● **Short exercise**
Copy the listing below word for word, from its first line through the line that contains "[240,231,270,288]", with both ends included. Leave the pictures out of your copy.

● **Available data**
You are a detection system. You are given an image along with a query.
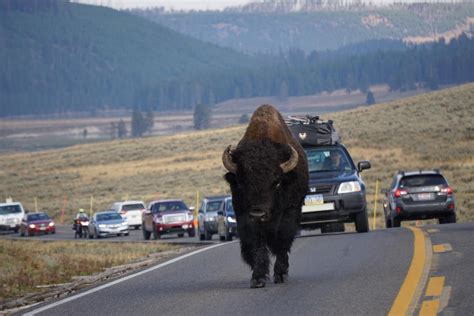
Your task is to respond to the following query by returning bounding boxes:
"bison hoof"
[250,278,266,289]
[273,273,288,284]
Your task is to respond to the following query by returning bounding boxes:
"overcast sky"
[73,0,440,10]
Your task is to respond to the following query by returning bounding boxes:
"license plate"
[417,193,433,201]
[304,194,324,206]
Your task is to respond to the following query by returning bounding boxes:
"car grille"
[163,214,186,224]
[308,184,333,194]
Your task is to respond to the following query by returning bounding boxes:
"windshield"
[152,201,188,213]
[0,204,21,215]
[28,213,49,221]
[400,174,447,188]
[305,147,353,172]
[206,201,223,212]
[97,213,122,222]
[122,203,145,211]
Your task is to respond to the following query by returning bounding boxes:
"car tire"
[438,214,456,224]
[392,217,402,227]
[354,210,369,233]
[153,225,161,240]
[142,225,151,240]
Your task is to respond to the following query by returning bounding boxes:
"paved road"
[13,223,474,315]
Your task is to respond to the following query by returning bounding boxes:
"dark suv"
[301,143,370,233]
[383,170,456,228]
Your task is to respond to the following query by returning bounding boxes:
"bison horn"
[222,145,237,173]
[280,145,298,173]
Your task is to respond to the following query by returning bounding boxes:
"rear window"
[151,201,188,212]
[0,204,21,215]
[400,174,447,188]
[206,201,224,212]
[28,213,49,221]
[97,213,122,222]
[122,203,145,211]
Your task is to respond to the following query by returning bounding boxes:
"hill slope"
[0,84,474,225]
[0,0,257,116]
[135,0,474,54]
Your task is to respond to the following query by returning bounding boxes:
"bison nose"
[249,208,270,222]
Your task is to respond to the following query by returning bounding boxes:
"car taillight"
[393,189,408,197]
[440,187,453,195]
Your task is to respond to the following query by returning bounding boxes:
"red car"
[142,200,196,240]
[20,212,56,236]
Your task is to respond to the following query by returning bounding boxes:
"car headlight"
[337,181,361,193]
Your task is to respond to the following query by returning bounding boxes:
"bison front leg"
[240,231,270,288]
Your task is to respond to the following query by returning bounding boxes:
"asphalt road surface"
[17,223,474,315]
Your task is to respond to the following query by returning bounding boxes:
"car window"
[206,201,224,212]
[305,147,353,172]
[122,203,145,211]
[152,201,188,213]
[225,200,235,216]
[0,204,21,215]
[28,213,49,221]
[400,174,447,188]
[97,213,122,222]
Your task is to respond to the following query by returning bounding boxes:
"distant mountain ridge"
[133,0,474,54]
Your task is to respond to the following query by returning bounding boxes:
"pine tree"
[194,104,211,130]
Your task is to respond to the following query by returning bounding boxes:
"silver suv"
[198,195,232,240]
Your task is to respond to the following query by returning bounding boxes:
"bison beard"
[222,105,308,288]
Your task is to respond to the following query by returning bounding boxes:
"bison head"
[222,140,298,221]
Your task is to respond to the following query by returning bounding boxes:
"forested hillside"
[0,0,474,116]
[134,0,474,54]
[0,0,257,116]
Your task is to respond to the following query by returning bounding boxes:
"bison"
[222,105,308,288]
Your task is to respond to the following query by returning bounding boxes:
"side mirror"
[357,160,372,172]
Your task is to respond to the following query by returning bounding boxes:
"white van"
[0,202,25,233]
[111,201,145,229]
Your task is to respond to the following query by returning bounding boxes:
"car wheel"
[153,225,161,240]
[355,210,369,233]
[142,225,151,240]
[392,217,402,227]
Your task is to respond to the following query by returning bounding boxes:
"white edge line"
[23,243,230,316]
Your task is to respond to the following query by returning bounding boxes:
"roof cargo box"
[286,115,340,146]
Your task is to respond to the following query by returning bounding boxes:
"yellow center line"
[425,277,445,296]
[388,227,426,315]
[420,300,439,316]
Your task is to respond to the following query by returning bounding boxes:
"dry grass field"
[0,239,177,302]
[0,84,474,227]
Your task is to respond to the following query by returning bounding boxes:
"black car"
[301,143,370,233]
[383,170,456,228]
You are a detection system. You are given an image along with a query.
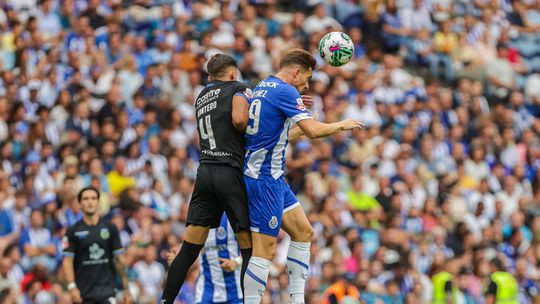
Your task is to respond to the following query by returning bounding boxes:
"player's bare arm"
[297,118,363,138]
[232,95,249,133]
[114,254,131,304]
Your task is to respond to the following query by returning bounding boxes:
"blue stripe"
[216,214,238,301]
[202,254,214,303]
[246,268,266,288]
[287,257,309,270]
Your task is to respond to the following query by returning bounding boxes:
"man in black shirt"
[63,187,131,304]
[160,54,251,304]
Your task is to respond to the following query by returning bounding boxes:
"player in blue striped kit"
[169,214,243,304]
[244,49,362,304]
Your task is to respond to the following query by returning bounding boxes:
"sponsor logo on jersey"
[268,216,277,229]
[75,230,90,239]
[216,227,227,240]
[296,98,306,111]
[242,88,253,98]
[99,228,111,240]
[62,236,69,249]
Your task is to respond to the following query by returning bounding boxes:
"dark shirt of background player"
[63,188,131,303]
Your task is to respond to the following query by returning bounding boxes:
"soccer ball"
[319,32,354,66]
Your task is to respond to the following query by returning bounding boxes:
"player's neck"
[83,213,99,226]
[275,71,292,84]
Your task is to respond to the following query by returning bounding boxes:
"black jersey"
[195,81,249,169]
[63,219,124,301]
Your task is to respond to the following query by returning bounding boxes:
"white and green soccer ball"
[319,32,354,67]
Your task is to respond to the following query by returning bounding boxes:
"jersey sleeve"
[109,224,124,254]
[62,226,75,256]
[276,86,311,123]
[233,82,251,100]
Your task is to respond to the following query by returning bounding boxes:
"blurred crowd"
[0,0,540,303]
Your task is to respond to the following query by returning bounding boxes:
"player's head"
[279,49,317,93]
[77,187,99,216]
[489,258,505,272]
[206,54,238,81]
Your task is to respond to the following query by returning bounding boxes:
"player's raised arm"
[232,94,249,133]
[297,118,363,138]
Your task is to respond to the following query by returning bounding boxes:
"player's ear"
[294,68,301,80]
[229,68,238,80]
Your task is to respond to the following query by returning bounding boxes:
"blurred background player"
[63,187,131,304]
[486,258,519,304]
[244,49,361,304]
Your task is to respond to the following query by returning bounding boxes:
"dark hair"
[279,49,317,71]
[206,54,238,78]
[490,258,504,271]
[77,187,99,202]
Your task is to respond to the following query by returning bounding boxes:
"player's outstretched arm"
[289,111,319,140]
[232,95,249,133]
[297,119,364,138]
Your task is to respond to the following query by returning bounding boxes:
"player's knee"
[293,225,315,242]
[184,225,210,245]
[253,238,277,261]
[236,231,252,249]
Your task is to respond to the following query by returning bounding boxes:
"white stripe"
[205,250,227,303]
[270,118,292,179]
[227,222,242,299]
[195,259,204,303]
[291,113,313,123]
[244,149,268,179]
[283,202,300,213]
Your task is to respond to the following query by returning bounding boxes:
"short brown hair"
[206,54,238,78]
[279,49,317,71]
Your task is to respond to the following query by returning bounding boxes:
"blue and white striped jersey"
[244,76,311,179]
[195,214,242,304]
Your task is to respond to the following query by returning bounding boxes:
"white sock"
[287,241,311,304]
[244,256,272,304]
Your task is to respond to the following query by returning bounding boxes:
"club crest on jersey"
[268,216,277,229]
[216,227,227,240]
[296,98,306,111]
[242,88,253,99]
[99,228,111,240]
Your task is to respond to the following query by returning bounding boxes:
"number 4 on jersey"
[199,115,216,150]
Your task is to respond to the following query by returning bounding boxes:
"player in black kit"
[62,187,131,304]
[160,54,251,304]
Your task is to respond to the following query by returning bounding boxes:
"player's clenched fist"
[69,287,82,303]
[302,95,313,108]
[340,119,364,131]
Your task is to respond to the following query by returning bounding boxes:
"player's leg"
[244,177,283,304]
[244,232,276,304]
[160,165,223,304]
[282,186,313,304]
[214,167,252,294]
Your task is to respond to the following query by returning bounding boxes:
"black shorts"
[187,164,249,233]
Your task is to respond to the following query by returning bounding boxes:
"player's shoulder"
[101,219,117,231]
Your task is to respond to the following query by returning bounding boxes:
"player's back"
[195,81,249,168]
[244,76,310,179]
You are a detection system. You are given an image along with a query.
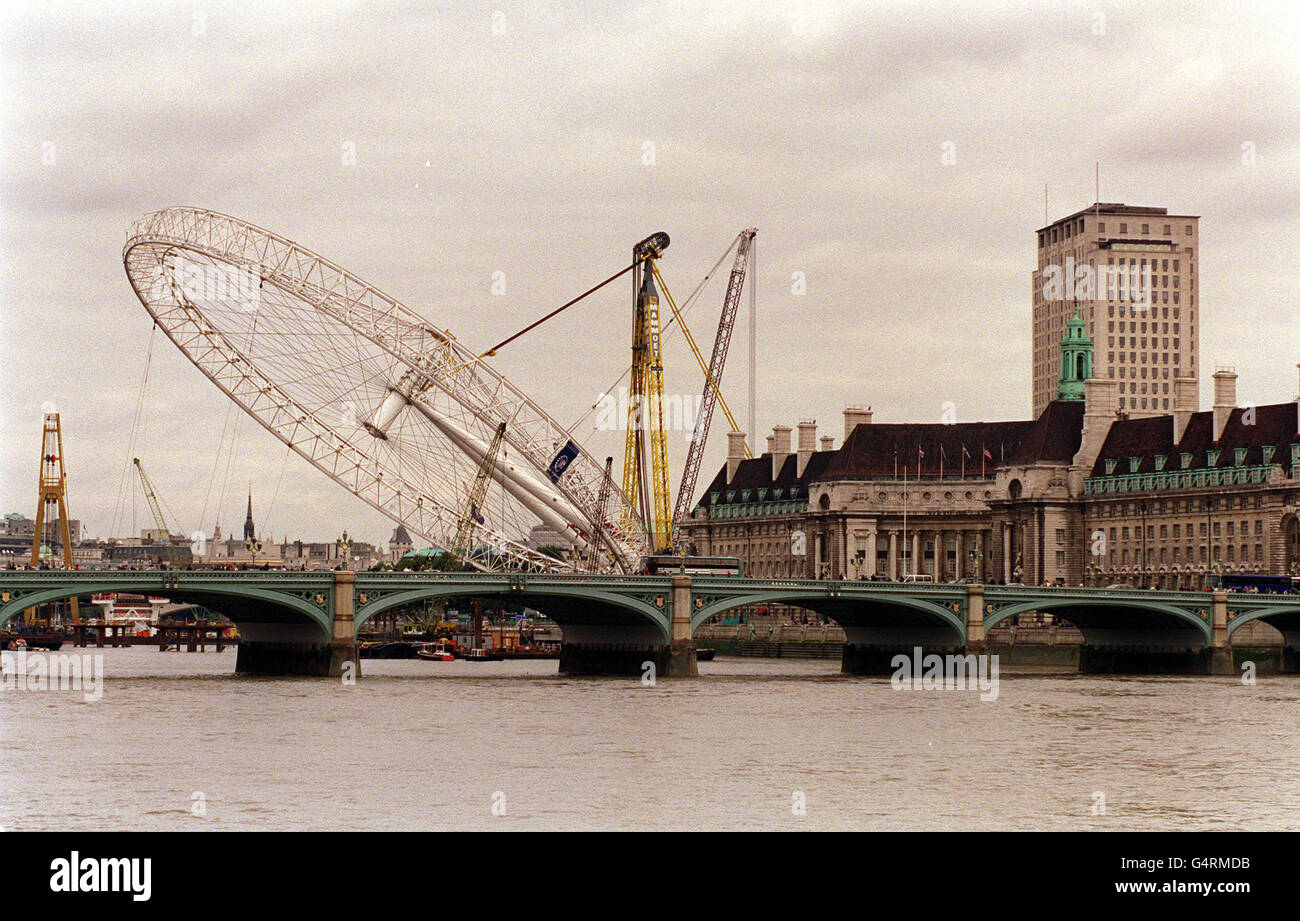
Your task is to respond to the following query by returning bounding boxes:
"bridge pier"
[235,571,361,678]
[559,575,699,678]
[1079,592,1236,675]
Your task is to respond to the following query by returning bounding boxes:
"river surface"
[0,647,1300,830]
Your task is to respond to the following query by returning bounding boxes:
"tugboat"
[415,640,456,662]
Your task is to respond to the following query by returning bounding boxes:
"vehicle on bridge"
[641,553,744,576]
[1204,572,1296,594]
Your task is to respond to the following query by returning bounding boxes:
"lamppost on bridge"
[1205,496,1214,587]
[1138,500,1151,588]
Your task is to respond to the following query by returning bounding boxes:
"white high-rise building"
[1032,202,1200,416]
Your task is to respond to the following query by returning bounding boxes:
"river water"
[0,648,1300,830]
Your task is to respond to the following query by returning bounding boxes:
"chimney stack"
[844,406,871,441]
[794,419,816,476]
[1174,377,1200,445]
[772,425,790,480]
[727,432,745,483]
[1214,368,1236,441]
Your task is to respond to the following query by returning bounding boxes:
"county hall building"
[683,203,1300,589]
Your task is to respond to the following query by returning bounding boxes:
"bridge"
[0,570,1300,676]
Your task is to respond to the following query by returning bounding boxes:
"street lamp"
[1138,500,1148,588]
[1204,496,1214,588]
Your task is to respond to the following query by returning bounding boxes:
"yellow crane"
[623,232,672,553]
[23,412,81,623]
[623,234,757,554]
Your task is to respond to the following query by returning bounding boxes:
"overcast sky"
[0,0,1300,544]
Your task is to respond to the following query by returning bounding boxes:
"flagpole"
[900,464,910,581]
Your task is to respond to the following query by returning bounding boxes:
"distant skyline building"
[1032,202,1200,416]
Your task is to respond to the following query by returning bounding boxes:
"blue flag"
[546,441,579,483]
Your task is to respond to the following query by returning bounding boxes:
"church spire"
[1057,307,1092,401]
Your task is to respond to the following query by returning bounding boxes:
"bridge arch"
[984,593,1212,647]
[690,583,966,645]
[0,570,333,643]
[355,579,672,645]
[1227,601,1300,647]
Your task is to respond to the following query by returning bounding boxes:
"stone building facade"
[683,323,1300,589]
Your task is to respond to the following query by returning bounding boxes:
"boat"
[415,643,456,662]
[358,643,420,658]
[501,643,560,658]
[0,631,64,652]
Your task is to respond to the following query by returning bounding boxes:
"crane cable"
[108,320,159,537]
[420,259,641,393]
[568,234,740,432]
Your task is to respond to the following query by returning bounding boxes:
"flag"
[546,441,579,483]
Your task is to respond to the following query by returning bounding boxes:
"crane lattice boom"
[672,228,758,540]
[131,458,172,540]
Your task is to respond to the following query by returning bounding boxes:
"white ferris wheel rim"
[122,207,647,571]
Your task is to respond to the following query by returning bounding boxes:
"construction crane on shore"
[670,228,758,546]
[131,458,172,544]
[23,412,81,623]
[623,228,758,554]
[623,232,672,553]
[585,458,614,572]
[451,423,506,561]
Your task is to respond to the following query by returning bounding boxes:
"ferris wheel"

● **Result of the exercise**
You are a detection system. You are given an image along with a query.
Your task is to respond to the following query by returning bounding boxes:
"bison hoof"
[250,278,266,289]
[273,273,288,284]
Your task is to respond to the following query by returning bounding boxes:
"overcast sky"
[73,0,440,10]
Your task is to respond to the following query by returning bounding boxes:
"license plate"
[417,193,433,201]
[304,194,324,206]
Your task is to respond to the following query by returning bounding boxes:
"car grille"
[163,214,186,224]
[308,184,333,194]
Your task is to respond to the following query by returning bounding boxes:
"windshield"
[152,201,188,213]
[0,204,21,215]
[28,213,49,221]
[400,174,447,188]
[305,147,353,172]
[206,201,223,212]
[97,213,122,222]
[122,203,145,211]
Your task is to respond to the following query by returning bounding boxes:
"car tire"
[438,214,456,224]
[392,217,402,227]
[354,210,369,233]
[153,225,161,240]
[142,225,151,240]
Your task is to respond to the following query by returning bounding boxes:
"paved road"
[13,223,474,315]
Your task is to respond to the following query by returning bounding boxes:
"dark suv"
[301,143,370,233]
[383,170,456,228]
Your task is to respond to the following query by returning bounding boxes:
"bison horn"
[222,145,237,173]
[280,145,298,173]
Your task is to respond to the following query by returning bounding boxes:
"rear window"
[151,201,188,212]
[0,204,21,215]
[400,174,447,188]
[206,201,224,212]
[28,213,49,221]
[97,213,122,222]
[122,203,145,211]
Your task is to respond to the following query by returning bounding boxes:
"hill slope"
[0,84,474,225]
[0,0,257,116]
[135,0,474,54]
Your task is to respond to the following query by returning bounding boxes:
"bison nose"
[249,208,270,222]
Your task is to respond to the following query by returning bounding boxes:
"car taillight"
[393,189,408,197]
[440,187,453,195]
Your task is to respond to the following query by returning bounding boxes:
"red car"
[142,200,196,240]
[20,212,56,236]
Your task is to respond to the following query by returning bounding boxes:
"car headlight"
[337,181,361,193]
Your task is to respond to the following query by returning bounding boxes:
"bison front leg"
[240,231,270,288]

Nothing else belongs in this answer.